§ Records for processing:
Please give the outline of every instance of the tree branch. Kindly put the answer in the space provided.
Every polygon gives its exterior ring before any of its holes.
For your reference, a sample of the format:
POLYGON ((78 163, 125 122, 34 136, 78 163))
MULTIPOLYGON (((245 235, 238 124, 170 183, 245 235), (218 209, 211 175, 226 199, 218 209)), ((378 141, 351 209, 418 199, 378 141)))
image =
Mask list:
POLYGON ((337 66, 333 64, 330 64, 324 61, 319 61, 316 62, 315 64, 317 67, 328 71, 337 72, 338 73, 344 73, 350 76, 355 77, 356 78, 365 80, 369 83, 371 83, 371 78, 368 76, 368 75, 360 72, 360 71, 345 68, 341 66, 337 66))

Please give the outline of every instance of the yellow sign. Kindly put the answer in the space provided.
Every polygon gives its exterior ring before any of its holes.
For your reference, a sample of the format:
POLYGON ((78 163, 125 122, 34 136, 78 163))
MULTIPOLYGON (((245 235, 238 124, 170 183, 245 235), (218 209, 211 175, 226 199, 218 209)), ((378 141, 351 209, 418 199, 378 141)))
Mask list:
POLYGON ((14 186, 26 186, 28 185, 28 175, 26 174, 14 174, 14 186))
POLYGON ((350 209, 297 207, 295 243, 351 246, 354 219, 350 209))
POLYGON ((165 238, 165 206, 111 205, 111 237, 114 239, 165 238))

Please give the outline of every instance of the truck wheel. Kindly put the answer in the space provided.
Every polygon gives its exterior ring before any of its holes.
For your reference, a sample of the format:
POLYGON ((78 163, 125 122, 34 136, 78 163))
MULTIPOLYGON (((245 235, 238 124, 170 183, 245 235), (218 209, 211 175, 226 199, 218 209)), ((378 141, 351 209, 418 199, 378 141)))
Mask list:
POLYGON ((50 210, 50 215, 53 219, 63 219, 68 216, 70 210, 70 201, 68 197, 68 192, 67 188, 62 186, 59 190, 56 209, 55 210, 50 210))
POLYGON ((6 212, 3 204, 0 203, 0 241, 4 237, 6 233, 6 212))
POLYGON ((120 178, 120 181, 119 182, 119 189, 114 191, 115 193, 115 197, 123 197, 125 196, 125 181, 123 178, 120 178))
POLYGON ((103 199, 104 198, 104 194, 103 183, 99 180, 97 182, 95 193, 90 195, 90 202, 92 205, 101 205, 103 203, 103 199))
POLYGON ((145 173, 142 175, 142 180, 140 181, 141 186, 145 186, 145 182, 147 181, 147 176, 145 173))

§ To be done:
Reproduce all of the records above verbatim, from the first line through the final polygon, without altering any character.

§ Task response:
Please give the outline of every instance of the tree branch. Kindly put the answer in the space provided.
Every polygon gives its exterior ring before any of its holes.
For your reference, a sample of the format:
POLYGON ((78 163, 125 122, 34 136, 78 163))
MULTIPOLYGON (((245 235, 238 124, 170 183, 245 235), (218 209, 211 175, 226 199, 218 209)), ((378 141, 351 209, 418 199, 378 141)))
image =
Mask list:
POLYGON ((337 66, 333 64, 330 64, 324 61, 319 61, 316 62, 315 64, 317 67, 328 71, 337 72, 338 73, 344 73, 350 76, 355 77, 356 78, 365 80, 369 83, 371 83, 371 78, 368 76, 368 75, 360 72, 360 71, 345 68, 341 66, 337 66))

Please give the outline of every instance of the yellow sign. Kindly put the answer in the space provided.
Every polygon gives its exterior ring before any of its holes.
For your reference, a sample of the format:
POLYGON ((78 163, 125 122, 34 136, 78 163))
MULTIPOLYGON (((245 235, 238 124, 170 183, 245 235), (218 209, 211 175, 226 199, 218 209)), ((378 141, 351 209, 418 199, 378 141)))
Mask list:
POLYGON ((14 186, 26 186, 28 185, 28 175, 26 174, 14 174, 14 186))
POLYGON ((350 209, 297 207, 295 243, 351 246, 354 219, 350 209))
POLYGON ((165 238, 165 206, 111 205, 111 237, 114 239, 165 238))

Please give the outline of every instance of the truck wheel. Kindly put the answer in the space provided.
Every polygon gives its exterior ring before any of its holes.
For your reference, a sample of the format:
POLYGON ((78 163, 125 122, 34 136, 78 163))
MULTIPOLYGON (((245 235, 238 124, 170 183, 245 235), (218 209, 211 175, 226 199, 218 209)), ((378 141, 351 209, 418 199, 378 141)))
Mask list:
POLYGON ((50 210, 50 215, 53 219, 63 219, 68 216, 70 210, 70 201, 68 197, 68 192, 67 188, 62 186, 59 190, 56 209, 55 210, 50 210))
POLYGON ((6 212, 3 204, 0 203, 0 241, 4 237, 6 233, 6 212))
POLYGON ((120 178, 120 181, 119 182, 119 189, 114 191, 115 193, 115 197, 123 197, 125 196, 125 181, 123 178, 120 178))
POLYGON ((103 199, 104 198, 104 194, 103 183, 99 180, 97 182, 95 193, 90 195, 90 202, 92 205, 101 205, 103 203, 103 199))
POLYGON ((145 173, 142 175, 142 180, 140 181, 141 186, 145 186, 145 182, 147 181, 147 176, 145 173))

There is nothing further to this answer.